WORK ORDER —
If a line in the data has the string "skirt", please show it.

[DATA IN THIS EXERCISE]

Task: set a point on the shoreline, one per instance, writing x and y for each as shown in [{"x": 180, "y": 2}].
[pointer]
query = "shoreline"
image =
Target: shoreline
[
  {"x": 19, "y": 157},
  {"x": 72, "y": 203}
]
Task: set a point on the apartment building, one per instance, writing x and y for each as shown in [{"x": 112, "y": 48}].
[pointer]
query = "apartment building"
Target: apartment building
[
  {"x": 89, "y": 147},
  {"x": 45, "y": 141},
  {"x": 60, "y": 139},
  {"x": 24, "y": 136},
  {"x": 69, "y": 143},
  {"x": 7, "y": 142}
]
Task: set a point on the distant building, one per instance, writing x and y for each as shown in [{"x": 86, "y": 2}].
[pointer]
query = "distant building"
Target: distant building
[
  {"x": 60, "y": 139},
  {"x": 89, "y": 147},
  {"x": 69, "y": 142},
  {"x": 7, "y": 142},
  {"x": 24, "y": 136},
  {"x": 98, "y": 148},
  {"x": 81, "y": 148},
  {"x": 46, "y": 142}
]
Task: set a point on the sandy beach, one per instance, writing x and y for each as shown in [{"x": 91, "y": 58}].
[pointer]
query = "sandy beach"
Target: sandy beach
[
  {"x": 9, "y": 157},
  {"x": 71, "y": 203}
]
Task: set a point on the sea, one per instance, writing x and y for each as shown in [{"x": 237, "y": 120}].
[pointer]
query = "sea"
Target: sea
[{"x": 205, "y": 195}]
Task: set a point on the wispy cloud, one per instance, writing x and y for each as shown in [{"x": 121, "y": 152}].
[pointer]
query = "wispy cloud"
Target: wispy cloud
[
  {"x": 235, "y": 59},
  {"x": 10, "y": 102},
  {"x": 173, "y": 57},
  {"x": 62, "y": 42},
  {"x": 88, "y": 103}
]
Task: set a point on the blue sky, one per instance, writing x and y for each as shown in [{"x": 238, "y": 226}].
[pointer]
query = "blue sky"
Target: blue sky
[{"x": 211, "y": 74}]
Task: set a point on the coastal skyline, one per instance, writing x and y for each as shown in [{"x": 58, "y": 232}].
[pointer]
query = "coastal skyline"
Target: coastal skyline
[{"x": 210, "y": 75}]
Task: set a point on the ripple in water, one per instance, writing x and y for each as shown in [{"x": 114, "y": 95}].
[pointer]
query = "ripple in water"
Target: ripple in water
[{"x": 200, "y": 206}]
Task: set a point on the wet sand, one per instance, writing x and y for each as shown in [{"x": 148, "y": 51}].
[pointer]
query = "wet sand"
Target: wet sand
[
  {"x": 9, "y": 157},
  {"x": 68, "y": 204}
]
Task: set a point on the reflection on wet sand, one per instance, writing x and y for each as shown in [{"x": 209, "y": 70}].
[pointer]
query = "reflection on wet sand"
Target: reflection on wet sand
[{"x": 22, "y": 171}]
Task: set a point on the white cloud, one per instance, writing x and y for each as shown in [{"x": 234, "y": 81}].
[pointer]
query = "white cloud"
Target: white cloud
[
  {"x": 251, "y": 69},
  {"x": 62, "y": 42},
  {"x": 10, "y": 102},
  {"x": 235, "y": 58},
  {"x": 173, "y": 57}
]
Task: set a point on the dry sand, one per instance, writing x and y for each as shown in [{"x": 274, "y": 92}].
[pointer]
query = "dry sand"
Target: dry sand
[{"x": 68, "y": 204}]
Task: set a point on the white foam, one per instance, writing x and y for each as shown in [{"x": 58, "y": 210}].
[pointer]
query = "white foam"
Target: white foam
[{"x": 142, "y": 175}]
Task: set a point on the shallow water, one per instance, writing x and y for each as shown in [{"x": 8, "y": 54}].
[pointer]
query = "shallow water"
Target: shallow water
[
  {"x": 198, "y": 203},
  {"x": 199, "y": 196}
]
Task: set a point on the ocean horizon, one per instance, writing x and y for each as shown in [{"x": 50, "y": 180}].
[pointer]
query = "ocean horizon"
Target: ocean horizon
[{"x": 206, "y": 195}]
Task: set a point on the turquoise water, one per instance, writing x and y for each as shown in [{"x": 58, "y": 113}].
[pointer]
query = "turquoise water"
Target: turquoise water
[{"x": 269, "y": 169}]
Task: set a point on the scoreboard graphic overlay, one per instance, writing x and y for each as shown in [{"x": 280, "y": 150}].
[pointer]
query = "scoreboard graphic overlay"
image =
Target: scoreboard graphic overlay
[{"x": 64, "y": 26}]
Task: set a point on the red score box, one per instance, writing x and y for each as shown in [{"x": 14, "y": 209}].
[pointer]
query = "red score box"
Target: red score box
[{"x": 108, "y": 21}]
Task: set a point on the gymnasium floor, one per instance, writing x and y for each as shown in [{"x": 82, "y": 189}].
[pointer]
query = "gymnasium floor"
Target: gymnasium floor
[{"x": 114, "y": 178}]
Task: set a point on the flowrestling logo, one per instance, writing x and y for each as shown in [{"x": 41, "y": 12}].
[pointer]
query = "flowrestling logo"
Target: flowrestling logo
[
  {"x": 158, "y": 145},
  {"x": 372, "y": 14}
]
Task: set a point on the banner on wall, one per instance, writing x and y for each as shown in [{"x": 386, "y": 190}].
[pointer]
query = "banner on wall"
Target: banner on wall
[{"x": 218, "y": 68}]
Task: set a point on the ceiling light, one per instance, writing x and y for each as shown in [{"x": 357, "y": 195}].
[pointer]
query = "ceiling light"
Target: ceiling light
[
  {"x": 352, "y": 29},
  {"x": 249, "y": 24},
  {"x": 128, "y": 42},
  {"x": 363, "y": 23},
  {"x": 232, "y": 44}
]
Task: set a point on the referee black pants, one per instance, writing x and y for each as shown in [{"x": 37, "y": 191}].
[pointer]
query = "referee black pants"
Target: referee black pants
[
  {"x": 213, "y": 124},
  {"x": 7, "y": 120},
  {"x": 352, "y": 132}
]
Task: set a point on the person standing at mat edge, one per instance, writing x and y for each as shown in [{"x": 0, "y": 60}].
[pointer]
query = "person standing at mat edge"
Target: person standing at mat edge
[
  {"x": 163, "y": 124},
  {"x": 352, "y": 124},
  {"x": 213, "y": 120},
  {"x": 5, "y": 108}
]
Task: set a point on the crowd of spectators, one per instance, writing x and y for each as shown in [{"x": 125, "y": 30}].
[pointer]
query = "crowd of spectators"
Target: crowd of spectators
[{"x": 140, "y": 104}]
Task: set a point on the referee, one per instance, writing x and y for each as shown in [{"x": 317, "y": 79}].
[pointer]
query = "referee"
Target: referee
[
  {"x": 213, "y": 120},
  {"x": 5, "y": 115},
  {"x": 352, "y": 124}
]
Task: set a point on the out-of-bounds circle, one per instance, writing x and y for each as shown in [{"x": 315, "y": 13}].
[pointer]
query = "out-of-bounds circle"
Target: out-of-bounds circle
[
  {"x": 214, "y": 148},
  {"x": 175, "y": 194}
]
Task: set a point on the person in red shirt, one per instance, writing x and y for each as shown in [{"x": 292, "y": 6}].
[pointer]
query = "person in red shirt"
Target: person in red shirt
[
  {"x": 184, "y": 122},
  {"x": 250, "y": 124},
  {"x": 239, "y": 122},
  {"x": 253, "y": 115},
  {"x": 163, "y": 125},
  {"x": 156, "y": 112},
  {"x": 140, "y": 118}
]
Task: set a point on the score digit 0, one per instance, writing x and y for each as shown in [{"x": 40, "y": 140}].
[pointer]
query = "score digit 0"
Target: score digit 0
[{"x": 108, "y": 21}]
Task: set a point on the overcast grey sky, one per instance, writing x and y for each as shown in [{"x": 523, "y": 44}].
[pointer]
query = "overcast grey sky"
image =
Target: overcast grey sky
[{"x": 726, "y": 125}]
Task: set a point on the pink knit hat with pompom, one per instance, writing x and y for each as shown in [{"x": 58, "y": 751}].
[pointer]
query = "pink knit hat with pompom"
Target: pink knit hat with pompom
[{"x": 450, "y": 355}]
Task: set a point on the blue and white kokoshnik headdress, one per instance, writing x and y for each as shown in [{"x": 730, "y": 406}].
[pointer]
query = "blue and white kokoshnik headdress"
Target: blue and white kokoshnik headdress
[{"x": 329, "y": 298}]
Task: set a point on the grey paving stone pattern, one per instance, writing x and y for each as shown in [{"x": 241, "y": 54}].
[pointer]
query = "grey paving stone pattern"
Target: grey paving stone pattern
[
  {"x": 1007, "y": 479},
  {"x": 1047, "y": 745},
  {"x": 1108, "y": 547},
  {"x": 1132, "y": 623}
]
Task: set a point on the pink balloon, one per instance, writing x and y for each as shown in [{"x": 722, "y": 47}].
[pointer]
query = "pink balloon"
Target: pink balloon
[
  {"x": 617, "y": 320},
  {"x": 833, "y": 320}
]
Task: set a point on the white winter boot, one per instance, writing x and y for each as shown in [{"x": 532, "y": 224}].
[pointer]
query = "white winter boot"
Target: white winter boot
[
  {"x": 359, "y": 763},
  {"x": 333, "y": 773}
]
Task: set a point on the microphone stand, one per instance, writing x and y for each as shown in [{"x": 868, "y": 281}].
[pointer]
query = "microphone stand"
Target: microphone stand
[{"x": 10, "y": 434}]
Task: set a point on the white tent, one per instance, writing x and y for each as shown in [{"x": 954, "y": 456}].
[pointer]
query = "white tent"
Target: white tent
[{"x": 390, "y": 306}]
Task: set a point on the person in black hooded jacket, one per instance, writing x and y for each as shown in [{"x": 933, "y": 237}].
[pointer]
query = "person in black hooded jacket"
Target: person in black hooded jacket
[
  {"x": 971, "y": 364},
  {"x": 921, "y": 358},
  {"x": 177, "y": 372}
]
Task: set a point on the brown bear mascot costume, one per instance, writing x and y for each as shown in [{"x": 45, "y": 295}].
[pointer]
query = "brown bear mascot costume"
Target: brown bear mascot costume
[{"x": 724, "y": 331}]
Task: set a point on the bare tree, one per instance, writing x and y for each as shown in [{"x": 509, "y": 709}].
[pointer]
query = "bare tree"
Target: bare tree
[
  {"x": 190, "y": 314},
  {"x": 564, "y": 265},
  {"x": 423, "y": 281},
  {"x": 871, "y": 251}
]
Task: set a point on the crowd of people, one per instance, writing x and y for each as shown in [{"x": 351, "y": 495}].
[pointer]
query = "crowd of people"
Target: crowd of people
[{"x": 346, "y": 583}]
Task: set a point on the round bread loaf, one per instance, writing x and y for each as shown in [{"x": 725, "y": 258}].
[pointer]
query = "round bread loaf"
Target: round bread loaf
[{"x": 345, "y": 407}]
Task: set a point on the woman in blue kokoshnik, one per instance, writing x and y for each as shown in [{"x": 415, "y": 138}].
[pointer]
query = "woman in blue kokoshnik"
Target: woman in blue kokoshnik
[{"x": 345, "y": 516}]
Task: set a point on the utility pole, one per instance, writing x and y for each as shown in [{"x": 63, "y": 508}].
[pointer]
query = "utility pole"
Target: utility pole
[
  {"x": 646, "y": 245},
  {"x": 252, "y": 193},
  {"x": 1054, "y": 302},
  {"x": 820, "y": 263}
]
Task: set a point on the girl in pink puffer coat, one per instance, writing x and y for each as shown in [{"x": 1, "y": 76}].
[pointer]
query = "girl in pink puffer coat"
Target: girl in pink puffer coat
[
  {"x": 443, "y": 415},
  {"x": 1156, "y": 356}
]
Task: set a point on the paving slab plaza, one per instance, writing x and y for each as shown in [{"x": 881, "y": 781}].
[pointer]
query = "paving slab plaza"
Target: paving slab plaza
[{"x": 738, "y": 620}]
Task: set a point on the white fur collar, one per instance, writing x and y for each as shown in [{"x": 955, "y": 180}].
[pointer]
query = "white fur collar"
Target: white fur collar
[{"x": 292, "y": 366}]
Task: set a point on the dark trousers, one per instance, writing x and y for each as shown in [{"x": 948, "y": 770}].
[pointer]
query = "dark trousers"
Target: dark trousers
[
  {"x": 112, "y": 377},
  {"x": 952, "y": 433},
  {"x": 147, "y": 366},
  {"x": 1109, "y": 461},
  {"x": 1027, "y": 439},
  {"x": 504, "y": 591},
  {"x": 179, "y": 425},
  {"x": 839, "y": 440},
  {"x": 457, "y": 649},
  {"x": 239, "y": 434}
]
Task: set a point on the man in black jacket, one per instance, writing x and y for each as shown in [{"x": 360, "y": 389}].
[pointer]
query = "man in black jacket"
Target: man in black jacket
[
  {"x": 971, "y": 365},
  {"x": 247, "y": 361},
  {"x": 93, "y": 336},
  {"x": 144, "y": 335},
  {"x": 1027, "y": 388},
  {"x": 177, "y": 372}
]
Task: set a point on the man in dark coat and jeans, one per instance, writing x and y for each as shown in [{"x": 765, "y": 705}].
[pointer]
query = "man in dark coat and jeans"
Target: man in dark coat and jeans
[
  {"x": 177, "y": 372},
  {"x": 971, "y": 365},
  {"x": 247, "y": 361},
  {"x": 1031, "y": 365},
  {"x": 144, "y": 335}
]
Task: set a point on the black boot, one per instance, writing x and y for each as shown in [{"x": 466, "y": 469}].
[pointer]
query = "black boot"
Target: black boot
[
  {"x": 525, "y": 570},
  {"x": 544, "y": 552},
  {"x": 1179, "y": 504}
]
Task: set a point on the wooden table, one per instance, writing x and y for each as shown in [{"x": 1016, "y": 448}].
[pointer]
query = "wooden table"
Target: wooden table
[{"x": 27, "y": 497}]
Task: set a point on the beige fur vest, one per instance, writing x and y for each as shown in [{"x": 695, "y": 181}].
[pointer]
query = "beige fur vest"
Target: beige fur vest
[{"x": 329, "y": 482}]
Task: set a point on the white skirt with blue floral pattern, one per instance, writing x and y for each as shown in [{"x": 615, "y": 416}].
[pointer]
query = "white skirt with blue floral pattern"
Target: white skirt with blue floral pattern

[/DATA IN THIS EXERCISE]

EXPECTED ANSWER —
Task: set a point on the white skirt with blue floral pattern, one per instance, writing x and y for each as shown in [{"x": 615, "y": 416}].
query = "white skirt with blue floral pattern"
Target: white skirt with blue floral pattern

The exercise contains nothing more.